» **WORK REQUIRED**: Render the items from the start through the line containing "(1060, 225)", including that line, as a Markdown table with a Row column for each line's number and a Line column for its text, skipping any blank lines.
-- Begin --
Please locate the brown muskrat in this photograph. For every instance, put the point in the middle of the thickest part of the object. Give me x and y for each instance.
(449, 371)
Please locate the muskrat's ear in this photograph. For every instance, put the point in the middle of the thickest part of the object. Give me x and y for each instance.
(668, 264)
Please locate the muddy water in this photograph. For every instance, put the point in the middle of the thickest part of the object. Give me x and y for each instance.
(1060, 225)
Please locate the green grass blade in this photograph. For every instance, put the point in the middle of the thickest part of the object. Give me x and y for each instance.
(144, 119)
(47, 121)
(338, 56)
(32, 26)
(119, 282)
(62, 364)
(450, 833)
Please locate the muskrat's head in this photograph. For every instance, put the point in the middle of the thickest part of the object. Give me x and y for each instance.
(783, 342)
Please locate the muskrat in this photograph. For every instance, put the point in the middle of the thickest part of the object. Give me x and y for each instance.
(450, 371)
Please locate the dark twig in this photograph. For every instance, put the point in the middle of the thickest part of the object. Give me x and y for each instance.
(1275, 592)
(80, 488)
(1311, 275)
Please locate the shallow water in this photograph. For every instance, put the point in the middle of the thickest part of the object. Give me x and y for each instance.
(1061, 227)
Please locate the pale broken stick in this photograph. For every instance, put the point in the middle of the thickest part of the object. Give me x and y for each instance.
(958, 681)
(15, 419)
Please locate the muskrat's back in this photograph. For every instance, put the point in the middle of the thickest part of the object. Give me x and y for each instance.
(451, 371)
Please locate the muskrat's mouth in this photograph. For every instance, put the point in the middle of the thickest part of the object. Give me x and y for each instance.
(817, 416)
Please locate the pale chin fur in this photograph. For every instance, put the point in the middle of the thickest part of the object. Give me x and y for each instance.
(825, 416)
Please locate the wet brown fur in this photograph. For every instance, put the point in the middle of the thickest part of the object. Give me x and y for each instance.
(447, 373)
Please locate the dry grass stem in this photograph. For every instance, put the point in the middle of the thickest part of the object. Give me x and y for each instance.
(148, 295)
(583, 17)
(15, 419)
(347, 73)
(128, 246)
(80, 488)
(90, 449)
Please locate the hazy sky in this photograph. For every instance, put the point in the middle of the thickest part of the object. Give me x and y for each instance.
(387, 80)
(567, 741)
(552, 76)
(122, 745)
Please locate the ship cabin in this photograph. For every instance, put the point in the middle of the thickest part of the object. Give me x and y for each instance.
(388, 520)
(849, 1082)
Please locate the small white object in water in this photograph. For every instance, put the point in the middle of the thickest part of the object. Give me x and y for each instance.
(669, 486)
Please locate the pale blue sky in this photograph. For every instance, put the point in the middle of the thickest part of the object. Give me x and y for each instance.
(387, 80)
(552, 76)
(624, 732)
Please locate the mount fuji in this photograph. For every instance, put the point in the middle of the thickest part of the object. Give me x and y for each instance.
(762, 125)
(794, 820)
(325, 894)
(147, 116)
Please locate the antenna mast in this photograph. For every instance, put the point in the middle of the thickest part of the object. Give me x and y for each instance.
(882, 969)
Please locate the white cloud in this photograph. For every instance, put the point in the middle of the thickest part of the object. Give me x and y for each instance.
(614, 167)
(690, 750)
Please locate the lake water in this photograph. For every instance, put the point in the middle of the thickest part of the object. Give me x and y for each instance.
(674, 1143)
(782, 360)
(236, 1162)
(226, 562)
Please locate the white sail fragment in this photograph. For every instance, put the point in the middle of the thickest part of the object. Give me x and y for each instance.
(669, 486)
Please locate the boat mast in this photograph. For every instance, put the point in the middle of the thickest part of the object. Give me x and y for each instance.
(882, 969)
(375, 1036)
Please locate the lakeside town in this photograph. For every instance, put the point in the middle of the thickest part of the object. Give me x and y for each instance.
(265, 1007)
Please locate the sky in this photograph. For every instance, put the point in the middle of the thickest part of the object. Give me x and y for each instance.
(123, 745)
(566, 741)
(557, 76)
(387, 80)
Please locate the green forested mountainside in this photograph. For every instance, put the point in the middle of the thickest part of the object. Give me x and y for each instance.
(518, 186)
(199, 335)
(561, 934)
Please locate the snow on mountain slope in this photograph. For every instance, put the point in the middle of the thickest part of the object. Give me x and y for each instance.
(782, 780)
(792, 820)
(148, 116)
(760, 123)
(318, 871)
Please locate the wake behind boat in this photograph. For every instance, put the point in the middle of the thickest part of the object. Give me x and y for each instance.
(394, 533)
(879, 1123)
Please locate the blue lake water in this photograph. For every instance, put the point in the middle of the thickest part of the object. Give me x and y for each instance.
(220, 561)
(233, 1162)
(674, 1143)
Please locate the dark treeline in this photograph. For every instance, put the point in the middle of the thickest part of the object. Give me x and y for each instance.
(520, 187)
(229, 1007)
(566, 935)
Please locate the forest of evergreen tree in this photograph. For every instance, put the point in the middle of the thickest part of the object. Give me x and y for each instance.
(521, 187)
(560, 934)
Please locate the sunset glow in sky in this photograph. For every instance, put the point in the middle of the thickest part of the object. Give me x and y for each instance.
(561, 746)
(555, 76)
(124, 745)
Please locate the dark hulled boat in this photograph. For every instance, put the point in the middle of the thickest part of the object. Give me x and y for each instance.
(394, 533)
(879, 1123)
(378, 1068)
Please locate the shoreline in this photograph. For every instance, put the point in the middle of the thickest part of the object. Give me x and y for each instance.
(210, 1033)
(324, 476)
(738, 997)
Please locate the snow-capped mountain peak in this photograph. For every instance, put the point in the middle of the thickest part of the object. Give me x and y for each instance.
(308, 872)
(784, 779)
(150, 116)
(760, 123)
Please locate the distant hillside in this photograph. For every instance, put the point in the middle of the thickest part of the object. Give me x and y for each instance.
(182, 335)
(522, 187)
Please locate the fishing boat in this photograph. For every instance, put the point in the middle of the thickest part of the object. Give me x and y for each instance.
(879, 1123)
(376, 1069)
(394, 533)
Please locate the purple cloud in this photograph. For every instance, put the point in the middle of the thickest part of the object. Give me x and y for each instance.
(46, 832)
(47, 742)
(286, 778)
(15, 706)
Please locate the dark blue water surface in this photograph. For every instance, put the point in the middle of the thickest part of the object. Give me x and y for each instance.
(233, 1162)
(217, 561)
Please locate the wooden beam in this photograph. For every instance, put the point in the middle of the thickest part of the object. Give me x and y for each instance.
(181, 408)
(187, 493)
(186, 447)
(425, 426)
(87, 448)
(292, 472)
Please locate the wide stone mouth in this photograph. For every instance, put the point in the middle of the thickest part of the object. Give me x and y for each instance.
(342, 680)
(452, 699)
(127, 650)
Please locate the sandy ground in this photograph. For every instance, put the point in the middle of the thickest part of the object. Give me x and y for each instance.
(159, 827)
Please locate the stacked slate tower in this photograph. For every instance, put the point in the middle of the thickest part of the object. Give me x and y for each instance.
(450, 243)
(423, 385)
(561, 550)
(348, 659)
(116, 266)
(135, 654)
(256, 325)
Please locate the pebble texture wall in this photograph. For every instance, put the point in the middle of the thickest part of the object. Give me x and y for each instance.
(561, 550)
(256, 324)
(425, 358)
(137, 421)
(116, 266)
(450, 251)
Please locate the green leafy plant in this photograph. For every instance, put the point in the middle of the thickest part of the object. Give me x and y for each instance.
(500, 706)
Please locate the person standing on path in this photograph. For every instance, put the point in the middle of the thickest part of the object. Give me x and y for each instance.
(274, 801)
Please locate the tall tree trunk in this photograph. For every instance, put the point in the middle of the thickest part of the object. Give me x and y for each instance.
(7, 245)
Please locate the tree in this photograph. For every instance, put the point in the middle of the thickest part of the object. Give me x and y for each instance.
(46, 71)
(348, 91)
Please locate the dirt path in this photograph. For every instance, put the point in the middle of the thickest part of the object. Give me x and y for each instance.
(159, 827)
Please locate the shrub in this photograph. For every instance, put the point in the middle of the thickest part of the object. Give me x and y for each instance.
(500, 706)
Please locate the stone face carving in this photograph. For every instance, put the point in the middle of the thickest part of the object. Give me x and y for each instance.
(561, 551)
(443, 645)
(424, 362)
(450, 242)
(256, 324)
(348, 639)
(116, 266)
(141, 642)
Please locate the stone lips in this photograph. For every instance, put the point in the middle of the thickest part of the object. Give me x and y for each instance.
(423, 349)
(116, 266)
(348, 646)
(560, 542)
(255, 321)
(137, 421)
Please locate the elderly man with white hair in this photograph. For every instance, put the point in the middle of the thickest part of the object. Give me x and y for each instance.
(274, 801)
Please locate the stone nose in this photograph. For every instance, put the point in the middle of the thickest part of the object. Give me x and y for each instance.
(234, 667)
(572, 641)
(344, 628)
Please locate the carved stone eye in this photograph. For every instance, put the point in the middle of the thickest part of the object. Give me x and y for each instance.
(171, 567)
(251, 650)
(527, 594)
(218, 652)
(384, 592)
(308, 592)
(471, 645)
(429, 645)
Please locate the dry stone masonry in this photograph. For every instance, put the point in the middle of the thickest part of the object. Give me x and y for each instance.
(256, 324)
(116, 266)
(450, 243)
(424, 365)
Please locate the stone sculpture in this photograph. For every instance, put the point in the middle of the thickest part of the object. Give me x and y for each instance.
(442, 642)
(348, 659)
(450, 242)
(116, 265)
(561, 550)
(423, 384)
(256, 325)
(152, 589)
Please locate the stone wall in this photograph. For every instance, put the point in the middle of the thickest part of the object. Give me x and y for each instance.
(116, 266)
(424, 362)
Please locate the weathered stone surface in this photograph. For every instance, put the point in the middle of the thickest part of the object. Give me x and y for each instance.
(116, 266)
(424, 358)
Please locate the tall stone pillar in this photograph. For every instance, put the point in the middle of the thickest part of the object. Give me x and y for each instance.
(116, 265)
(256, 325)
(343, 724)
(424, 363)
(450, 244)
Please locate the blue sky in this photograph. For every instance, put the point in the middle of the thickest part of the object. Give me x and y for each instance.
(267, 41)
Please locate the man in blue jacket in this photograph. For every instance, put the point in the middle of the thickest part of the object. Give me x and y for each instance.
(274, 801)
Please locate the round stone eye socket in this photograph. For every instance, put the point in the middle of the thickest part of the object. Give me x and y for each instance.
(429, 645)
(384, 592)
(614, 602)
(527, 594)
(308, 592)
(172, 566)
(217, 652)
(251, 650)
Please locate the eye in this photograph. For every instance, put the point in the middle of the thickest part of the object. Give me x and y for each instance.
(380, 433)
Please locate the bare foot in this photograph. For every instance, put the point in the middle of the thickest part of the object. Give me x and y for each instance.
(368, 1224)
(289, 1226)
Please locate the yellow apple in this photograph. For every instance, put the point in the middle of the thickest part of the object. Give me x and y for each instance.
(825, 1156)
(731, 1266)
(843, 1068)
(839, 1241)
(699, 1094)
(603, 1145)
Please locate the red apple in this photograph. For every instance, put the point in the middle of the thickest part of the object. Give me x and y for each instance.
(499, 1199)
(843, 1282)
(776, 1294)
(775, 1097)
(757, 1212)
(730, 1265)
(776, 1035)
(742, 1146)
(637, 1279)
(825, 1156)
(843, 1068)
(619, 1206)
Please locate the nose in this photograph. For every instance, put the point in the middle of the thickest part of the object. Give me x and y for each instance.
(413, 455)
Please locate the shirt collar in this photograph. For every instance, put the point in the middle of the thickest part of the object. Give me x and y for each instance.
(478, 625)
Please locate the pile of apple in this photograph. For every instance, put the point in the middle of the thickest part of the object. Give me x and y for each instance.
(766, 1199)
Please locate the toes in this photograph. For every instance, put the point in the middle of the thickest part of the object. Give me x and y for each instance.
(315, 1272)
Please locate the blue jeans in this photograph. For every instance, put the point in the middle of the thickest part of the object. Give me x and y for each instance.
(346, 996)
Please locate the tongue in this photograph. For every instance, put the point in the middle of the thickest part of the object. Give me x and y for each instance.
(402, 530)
-- End --
» **FULL RESPONSE**:
| Row | Line |
|---|---|
| 1 | Please locate the brown muskrat in this photograph. For every instance, put the point in the middle of the thickest part of the object. Give me x and y for each instance. |
| 2 | (449, 371) |
| 3 | Please locate the muskrat's ear in this photograph. For every instance, put the point in the middle of the thickest part of the object. Give me x and y for each instance. |
| 4 | (668, 264) |
| 5 | Please locate the muddy water in this photograph. For every instance, put the point in the middle of the thickest part of the object. Give me x and y for each instance. |
| 6 | (1060, 225) |